*INSTRUCTIONS TO FOLLOW:* Transcribe each entry below exactly. Pictures do not go in the copy.

*DATA FOR PROCESSING:*
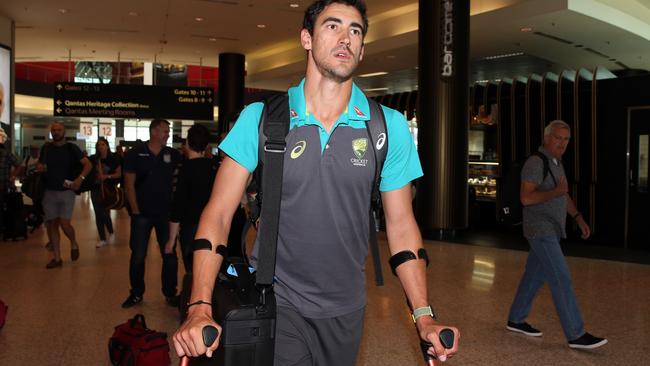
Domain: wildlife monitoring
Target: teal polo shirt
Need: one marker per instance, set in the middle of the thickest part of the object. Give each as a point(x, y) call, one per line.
point(327, 184)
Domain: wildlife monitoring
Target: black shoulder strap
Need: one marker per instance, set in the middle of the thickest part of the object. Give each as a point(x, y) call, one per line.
point(275, 127)
point(376, 127)
point(547, 168)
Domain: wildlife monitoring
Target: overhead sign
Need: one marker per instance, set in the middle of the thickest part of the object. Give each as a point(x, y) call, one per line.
point(447, 24)
point(86, 129)
point(132, 101)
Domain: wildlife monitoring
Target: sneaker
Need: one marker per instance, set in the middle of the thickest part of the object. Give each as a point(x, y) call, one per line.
point(523, 328)
point(131, 301)
point(74, 254)
point(173, 301)
point(587, 341)
point(54, 263)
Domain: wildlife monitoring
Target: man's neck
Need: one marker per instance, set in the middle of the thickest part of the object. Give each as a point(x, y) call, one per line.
point(326, 99)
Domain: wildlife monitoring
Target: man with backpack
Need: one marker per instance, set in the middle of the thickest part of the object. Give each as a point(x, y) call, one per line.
point(60, 162)
point(329, 170)
point(546, 202)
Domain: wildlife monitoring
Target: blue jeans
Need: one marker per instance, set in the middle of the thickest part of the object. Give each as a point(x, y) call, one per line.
point(102, 216)
point(141, 227)
point(546, 263)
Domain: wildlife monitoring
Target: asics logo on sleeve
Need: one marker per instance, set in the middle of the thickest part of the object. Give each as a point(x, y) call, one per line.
point(381, 140)
point(298, 149)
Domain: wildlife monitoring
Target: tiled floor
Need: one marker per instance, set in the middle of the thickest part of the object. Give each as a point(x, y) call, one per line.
point(65, 316)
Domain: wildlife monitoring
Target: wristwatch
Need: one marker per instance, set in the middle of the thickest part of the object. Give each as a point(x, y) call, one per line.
point(424, 311)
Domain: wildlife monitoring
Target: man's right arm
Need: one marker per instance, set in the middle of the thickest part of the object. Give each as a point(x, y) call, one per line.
point(214, 225)
point(531, 195)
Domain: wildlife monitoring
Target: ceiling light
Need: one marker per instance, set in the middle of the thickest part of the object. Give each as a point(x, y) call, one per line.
point(373, 74)
point(504, 56)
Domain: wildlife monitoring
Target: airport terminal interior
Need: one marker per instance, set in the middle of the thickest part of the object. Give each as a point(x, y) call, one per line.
point(105, 71)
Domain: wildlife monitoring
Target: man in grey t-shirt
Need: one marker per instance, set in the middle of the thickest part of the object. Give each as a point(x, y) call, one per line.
point(546, 202)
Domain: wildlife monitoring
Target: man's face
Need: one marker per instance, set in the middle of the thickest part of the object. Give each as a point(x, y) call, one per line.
point(557, 141)
point(58, 132)
point(160, 134)
point(337, 43)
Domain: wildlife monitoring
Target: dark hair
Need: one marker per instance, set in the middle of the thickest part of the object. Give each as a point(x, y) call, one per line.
point(198, 137)
point(317, 7)
point(157, 122)
point(102, 139)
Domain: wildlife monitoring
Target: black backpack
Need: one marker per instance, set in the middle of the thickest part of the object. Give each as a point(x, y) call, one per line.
point(510, 212)
point(276, 108)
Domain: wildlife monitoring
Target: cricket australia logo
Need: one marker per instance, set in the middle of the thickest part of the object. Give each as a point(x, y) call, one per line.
point(359, 146)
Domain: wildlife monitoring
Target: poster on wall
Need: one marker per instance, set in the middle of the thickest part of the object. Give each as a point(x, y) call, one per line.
point(5, 84)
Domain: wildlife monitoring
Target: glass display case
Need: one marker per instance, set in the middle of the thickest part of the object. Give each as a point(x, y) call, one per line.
point(482, 178)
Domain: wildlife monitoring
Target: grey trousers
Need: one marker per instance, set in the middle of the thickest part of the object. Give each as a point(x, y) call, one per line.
point(302, 341)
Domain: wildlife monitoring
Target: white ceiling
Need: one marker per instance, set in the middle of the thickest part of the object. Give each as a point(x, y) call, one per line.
point(166, 31)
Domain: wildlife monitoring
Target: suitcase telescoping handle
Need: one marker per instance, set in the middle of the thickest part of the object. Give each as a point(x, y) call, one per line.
point(447, 340)
point(210, 334)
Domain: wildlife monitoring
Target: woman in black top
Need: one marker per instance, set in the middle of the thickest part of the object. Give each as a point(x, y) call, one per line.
point(192, 193)
point(108, 168)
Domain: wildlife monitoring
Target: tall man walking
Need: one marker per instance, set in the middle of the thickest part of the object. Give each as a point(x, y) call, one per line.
point(323, 231)
point(148, 172)
point(546, 203)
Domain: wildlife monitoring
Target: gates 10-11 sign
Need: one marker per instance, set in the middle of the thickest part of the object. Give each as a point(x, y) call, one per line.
point(133, 101)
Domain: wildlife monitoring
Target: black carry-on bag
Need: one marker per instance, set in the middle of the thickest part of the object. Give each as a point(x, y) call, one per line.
point(243, 303)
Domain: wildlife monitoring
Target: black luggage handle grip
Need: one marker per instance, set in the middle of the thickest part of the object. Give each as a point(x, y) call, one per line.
point(447, 340)
point(210, 335)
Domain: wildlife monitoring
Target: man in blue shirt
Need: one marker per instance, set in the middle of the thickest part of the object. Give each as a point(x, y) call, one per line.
point(148, 172)
point(327, 183)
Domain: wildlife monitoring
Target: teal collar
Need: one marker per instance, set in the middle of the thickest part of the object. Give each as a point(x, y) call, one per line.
point(357, 109)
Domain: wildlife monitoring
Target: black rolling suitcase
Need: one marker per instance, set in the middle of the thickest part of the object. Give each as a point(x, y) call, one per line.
point(15, 217)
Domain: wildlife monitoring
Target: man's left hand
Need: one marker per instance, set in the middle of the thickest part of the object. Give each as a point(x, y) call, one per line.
point(584, 228)
point(429, 331)
point(76, 184)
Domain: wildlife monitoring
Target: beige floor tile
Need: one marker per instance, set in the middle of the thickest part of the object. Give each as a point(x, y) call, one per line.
point(65, 316)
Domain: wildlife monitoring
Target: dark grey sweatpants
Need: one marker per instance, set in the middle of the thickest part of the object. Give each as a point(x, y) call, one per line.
point(303, 341)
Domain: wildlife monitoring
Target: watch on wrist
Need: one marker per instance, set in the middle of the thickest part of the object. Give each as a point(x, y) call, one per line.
point(424, 311)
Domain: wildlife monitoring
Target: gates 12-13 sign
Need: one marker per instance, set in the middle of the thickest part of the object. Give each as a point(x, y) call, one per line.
point(133, 101)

*WRITTEN REPLY:*
Domain: wildlife monitoring
Target: teal polo shirt
Need: one marker per instance, set in the middle of the thickest part of the object. Give each as a point(x, y) call, one per line.
point(327, 184)
Domain: wildlife monitoring
Target: black shoulder strap
Need: one marker per instance, set in the middle of the thickest part of the object. Give each as a point(x, y) call, one per line.
point(275, 127)
point(376, 127)
point(547, 168)
Domain: wildlife monitoring
Target: overhead sign
Need: one marker per instance, set in the middle of the thickest part of the object. Give each as a point(x, y) call, one per line.
point(447, 24)
point(86, 129)
point(132, 101)
Domain: wildlife monitoring
Target: sneaker
Need: one marker per instance, set in the middle of the thickest part of the object. Give each as a point(x, y) call, one per line.
point(523, 328)
point(131, 301)
point(74, 254)
point(173, 301)
point(587, 341)
point(54, 263)
Domain: wildlife monitoring
Target: man's neck
Need: one marker per instance, set in the middle of the thickest part of the object. Give each as a point(x, y) call, one per line.
point(326, 99)
Domain: wildlife monitoring
Target: man with backpack
Need: one marker per instance, set in the middle of the thickest part of the object. Give each as a point(x, y) call, one per line.
point(60, 162)
point(329, 170)
point(546, 202)
Domain: wildlife monitoring
Target: blue jeans
Need: one marker per instance, set in the middle of the thickest part of the object. Give each as a point(x, y) call, one per line.
point(102, 216)
point(141, 227)
point(546, 263)
Domain: wildlife monitoring
Target: asics logo on sleeve
Need: one marker per instance, set in the middle of the thickest part of the object. Give each as a point(x, y) call, one per line.
point(381, 140)
point(298, 149)
Domain: wildlife monitoring
Target: tiled floor
Need: one marker per instance, set in the middle of the thickest part of the object. Give each as a point(x, y) call, one per line.
point(65, 316)
Domain: wildlife monitoring
Target: wristwatch
Need: one marker per instance, set in the middle of the thickest part of the object. Give each as a point(x, y) call, one per line.
point(424, 311)
Domain: wildlife monitoring
Target: man's right arm
Need: one marker per instance, set in the middle of the thickest part of the object. Give each as a point(x, y) call, one per line.
point(214, 225)
point(531, 195)
Domain: wildlife monitoring
Target: ceiling light
Need: one marker per instance, set in the middle of the thickest part of the object. Give each as a point(x, y) call, one per line.
point(373, 74)
point(504, 56)
Domain: wildlife monitoring
Target: airport terminal interior
Need: one marker per instance, set in the middle of the thickest part of the object. Give each as a point(x, y) call, one per line.
point(105, 71)
Domain: wildlife monitoring
Target: man in grey t-shirt
Need: one marker per instance, set in the middle of the thickest part of the object. Give each as a point(x, y) call, one per line.
point(546, 202)
Domain: wildlife monitoring
Target: man's face
Need: one marker per instance, set in the middle of the thickest part of the object. Give each as a point(x, y) call, one per line.
point(557, 141)
point(58, 132)
point(160, 134)
point(337, 43)
Domain: wildlife monitoring
Target: dark hair
Need: one marker per instance, set in the middle of the thickest part of the object. Give each as a point(x, y) call, one per line.
point(198, 137)
point(317, 7)
point(157, 122)
point(102, 139)
Domain: wildlife monitoring
Target: black backpack
Need: one marker per instance, set in the middle of the thickest part of the object. Give each as a point(x, y) call, one per line.
point(510, 212)
point(276, 108)
Domain: wildlife monitoring
Target: cricket australia logo
Need: one marker per instance, set in the middle of the thickest part of the object. Give each as a point(x, y) call, one per line.
point(359, 146)
Domain: wildlife monitoring
Target: poster on wall
Need: one marker per instance, set in the middle of the thickest part of the object. Give each as a point(x, y) call, one per line.
point(5, 84)
Domain: wildlife monitoring
Target: glass display case
Need: one marker per instance, set in the middle of the thickest part of the object. Give each as a point(x, y) call, one per line.
point(482, 178)
Domain: wildlife monitoring
Target: grey trousers
Need: one marker per instance, set in the middle of the thickest part of the object. Give each as a point(x, y) call, one per line.
point(302, 341)
Domain: wildlife monitoring
Target: white ceiling
Need: one marker per instance, set in the middle of the thickest part of the object. Give each as a point(x, y) call, one per line.
point(166, 31)
Domain: wildlife monitoring
Target: suitcase telescoping handle
Need: one marker per instance, set in the middle of the thickest part of the object. Give each as a point(x, y) call, one per line.
point(447, 340)
point(210, 334)
Domain: wildlife monitoring
Target: woman in black top
Need: one marker per instance, set in the middle of the thickest part of the object. Give each as a point(x, y) call, one per line.
point(192, 193)
point(108, 168)
Domain: wildlife monitoring
Target: tall man walking
Need: one marker per instance, set in the middle of the thickest part of the object. Give each as a point(x, y) call, one per line.
point(323, 231)
point(148, 172)
point(546, 203)
Domain: wildlife monitoring
Target: gates 10-11 sign
Need: one marker per instance, set in the middle of the thickest part of the object. Give each as a point(x, y) call, one per line.
point(133, 101)
Domain: wildlife monitoring
Target: black carry-on bag
Need: one marker per instance, set in the middle of the thickest part of the object. Give each as a point(x, y) call, one per line.
point(243, 303)
Domain: wildlife monitoring
Target: black luggage handle grip
Need: one marker per instance, set in the middle of the thickest part of the object. Give each as a point(x, y) call, one per line.
point(447, 340)
point(210, 335)
Domain: wildlife monitoring
Target: man in blue shirt
Need: one marker per instance, set in the middle of the thickest part of the object. Give each as a point(x, y) call, one per line.
point(148, 172)
point(327, 183)
Domain: wildlife monitoring
Target: teal collar
Need: one marker per instance, set in the middle of the thickest part of the object. Give each as a point(x, y) call, one per line.
point(357, 109)
Domain: wildlife monitoring
Target: black rolling suitcase
Need: one marker per instance, set in the middle of the thickest part of the object. Give each as a point(x, y) call, one per line.
point(15, 217)
Domain: wildlife monitoring
Target: man's left hand
Need: one marker per instance, set in the middle of the thickest part of the object. Give each as a point(x, y) call, one per line.
point(584, 228)
point(429, 331)
point(76, 184)
Domain: wildlife monitoring
Target: beige floor tile
Need: one marker per instance, set in the middle of the thickest part of the object. Give each as a point(x, y) call, one per line.
point(65, 316)
Domain: wildlife monitoring
Target: dark grey sweatpants
Need: one marker per instance, set in the middle of the thickest part of the object. Give each as a point(x, y) call, one per line.
point(303, 341)
Domain: wildlife monitoring
Target: watch on wrist
Need: one marker per instance, set in the middle of the thickest part of the object. Give each as a point(x, y) call, one per line.
point(424, 311)
Domain: wildlife monitoring
Target: gates 12-13 sign
Need: one marker per instance, set in the middle of the thickest part of the object. Give each as a point(x, y) call, one per line.
point(133, 101)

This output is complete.